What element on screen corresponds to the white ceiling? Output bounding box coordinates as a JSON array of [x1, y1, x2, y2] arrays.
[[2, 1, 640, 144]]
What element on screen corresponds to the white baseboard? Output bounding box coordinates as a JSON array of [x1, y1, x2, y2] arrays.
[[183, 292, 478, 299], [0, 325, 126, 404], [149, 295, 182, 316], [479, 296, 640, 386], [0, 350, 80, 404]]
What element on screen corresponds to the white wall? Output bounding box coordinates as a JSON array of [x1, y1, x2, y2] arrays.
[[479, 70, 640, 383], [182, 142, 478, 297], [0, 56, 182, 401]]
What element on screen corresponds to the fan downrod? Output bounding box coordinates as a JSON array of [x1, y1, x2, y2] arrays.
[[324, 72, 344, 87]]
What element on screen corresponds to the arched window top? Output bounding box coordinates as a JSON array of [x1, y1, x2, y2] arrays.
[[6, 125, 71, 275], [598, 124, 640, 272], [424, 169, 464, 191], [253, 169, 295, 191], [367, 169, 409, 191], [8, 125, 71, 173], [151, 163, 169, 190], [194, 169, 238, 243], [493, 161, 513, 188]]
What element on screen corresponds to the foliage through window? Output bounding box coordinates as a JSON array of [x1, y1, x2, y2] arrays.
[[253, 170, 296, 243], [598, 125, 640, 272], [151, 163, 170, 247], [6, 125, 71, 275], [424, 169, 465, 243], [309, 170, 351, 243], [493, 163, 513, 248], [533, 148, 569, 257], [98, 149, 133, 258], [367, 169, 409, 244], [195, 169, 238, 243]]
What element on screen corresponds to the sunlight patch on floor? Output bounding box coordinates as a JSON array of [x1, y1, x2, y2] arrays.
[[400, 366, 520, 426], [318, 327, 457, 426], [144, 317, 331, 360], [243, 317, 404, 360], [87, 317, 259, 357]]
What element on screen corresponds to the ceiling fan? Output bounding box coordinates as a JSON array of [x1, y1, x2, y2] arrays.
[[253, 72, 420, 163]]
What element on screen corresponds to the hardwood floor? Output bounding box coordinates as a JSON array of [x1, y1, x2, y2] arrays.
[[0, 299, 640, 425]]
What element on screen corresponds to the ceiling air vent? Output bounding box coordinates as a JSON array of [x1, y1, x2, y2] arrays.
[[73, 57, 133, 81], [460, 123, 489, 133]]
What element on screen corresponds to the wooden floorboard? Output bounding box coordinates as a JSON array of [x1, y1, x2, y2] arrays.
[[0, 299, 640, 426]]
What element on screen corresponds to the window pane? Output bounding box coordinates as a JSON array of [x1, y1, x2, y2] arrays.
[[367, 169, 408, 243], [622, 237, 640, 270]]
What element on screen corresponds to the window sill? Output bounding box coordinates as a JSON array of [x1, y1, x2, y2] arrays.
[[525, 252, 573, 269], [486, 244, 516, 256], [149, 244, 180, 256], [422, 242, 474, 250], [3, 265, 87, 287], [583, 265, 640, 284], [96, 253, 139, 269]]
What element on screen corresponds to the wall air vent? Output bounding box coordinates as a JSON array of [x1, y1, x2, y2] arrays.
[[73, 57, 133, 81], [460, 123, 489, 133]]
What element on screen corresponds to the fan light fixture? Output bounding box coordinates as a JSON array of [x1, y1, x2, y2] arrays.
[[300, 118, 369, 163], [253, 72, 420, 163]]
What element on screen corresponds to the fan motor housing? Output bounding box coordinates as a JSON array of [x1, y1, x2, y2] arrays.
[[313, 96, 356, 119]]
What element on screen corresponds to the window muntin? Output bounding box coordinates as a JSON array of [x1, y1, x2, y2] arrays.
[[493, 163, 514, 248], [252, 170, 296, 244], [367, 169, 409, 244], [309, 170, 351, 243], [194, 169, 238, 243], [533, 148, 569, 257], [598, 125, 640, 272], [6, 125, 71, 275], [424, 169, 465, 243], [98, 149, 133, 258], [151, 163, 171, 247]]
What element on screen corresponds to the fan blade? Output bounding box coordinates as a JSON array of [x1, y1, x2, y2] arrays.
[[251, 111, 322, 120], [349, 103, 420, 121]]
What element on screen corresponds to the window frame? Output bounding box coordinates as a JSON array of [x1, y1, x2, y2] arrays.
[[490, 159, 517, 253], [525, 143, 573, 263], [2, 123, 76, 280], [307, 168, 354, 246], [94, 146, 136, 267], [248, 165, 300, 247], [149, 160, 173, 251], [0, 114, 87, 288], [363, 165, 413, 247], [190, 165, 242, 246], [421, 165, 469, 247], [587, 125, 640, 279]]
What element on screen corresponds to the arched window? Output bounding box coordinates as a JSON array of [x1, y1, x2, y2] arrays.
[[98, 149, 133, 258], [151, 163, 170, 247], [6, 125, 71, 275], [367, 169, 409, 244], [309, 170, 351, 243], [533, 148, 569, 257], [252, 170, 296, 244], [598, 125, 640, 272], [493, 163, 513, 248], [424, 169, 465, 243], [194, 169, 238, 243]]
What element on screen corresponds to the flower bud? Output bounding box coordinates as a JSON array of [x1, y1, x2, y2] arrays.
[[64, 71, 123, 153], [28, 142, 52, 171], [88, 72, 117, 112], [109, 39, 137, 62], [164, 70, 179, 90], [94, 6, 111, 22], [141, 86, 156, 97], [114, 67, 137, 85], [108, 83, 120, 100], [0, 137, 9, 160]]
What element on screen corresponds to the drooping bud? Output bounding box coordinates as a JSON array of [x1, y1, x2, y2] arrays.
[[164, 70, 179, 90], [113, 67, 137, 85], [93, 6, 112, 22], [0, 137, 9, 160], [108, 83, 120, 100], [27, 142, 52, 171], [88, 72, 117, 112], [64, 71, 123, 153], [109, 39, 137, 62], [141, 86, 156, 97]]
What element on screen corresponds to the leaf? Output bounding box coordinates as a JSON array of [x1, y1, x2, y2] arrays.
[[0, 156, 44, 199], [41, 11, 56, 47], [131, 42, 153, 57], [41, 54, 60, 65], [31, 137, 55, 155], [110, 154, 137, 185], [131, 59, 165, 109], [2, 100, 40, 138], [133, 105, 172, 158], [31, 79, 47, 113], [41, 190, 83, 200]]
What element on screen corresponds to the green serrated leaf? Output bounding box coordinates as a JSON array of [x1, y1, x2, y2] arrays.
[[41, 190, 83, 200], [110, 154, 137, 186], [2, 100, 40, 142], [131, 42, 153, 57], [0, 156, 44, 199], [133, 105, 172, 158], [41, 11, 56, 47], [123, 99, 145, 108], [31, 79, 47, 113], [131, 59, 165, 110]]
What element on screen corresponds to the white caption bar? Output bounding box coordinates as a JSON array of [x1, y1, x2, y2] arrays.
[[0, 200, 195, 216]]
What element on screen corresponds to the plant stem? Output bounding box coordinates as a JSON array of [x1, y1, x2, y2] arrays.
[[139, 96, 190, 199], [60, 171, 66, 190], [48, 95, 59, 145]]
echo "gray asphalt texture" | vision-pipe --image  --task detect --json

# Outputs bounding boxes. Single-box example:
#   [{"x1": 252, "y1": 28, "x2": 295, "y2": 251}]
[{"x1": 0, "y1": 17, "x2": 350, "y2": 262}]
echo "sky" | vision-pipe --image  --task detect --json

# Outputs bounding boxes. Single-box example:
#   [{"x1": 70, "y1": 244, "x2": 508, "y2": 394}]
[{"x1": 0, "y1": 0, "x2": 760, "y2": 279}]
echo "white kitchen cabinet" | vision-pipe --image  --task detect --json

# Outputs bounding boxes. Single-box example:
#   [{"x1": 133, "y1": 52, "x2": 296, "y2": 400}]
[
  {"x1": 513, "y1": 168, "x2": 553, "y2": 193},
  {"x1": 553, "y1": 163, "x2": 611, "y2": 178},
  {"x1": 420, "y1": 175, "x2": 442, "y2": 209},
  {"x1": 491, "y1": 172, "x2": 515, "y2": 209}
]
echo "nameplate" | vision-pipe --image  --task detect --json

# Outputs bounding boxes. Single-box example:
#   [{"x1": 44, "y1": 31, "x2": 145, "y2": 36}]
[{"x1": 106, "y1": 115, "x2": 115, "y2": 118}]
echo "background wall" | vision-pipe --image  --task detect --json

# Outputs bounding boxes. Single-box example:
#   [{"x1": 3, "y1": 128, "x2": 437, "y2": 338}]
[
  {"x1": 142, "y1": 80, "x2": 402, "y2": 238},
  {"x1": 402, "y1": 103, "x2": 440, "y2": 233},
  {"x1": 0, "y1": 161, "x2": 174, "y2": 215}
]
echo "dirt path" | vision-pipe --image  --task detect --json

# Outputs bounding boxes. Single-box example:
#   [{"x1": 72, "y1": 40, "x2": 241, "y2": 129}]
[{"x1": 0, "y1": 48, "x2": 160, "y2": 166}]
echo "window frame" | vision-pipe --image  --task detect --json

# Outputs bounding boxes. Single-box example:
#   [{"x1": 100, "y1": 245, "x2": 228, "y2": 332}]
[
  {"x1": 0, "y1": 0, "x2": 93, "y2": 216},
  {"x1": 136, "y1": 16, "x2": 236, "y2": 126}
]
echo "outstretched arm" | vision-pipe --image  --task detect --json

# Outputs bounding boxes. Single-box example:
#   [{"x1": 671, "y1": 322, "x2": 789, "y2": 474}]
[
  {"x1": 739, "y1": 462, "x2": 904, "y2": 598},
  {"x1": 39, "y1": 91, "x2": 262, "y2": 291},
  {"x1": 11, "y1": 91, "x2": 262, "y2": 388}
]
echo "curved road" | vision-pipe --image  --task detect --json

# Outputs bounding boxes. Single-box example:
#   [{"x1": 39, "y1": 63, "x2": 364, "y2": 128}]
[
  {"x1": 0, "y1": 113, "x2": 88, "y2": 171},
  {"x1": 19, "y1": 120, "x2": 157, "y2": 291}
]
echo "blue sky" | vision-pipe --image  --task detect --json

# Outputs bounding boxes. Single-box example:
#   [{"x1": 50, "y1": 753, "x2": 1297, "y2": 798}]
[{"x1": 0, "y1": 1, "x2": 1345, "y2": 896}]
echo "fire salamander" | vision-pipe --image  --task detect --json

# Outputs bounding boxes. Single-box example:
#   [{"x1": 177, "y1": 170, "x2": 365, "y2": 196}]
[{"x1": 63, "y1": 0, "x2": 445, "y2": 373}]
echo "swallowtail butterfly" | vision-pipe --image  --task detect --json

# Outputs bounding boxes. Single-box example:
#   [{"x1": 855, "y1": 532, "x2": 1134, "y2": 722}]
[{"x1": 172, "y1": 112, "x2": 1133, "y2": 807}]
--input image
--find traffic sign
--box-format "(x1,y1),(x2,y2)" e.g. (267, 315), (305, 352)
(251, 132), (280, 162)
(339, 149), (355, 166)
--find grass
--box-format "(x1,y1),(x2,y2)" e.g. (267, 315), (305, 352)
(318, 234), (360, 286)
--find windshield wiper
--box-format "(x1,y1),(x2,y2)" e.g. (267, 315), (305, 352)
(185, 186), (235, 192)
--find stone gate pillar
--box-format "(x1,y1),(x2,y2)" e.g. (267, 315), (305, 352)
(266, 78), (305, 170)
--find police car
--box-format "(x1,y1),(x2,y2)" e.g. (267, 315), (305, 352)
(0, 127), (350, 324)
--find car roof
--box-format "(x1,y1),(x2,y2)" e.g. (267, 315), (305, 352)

....

# THE REQUEST
From the records above, select each line that contains the word "frame".

# SOLUTION FOR THIS TASK
What element on screen corresponds to the window frame? Output bounding box coordinates as a JSON array of [x1, y1, x2, y2] arrays.
echo "window frame" | vision-pipe --image  --task detect --json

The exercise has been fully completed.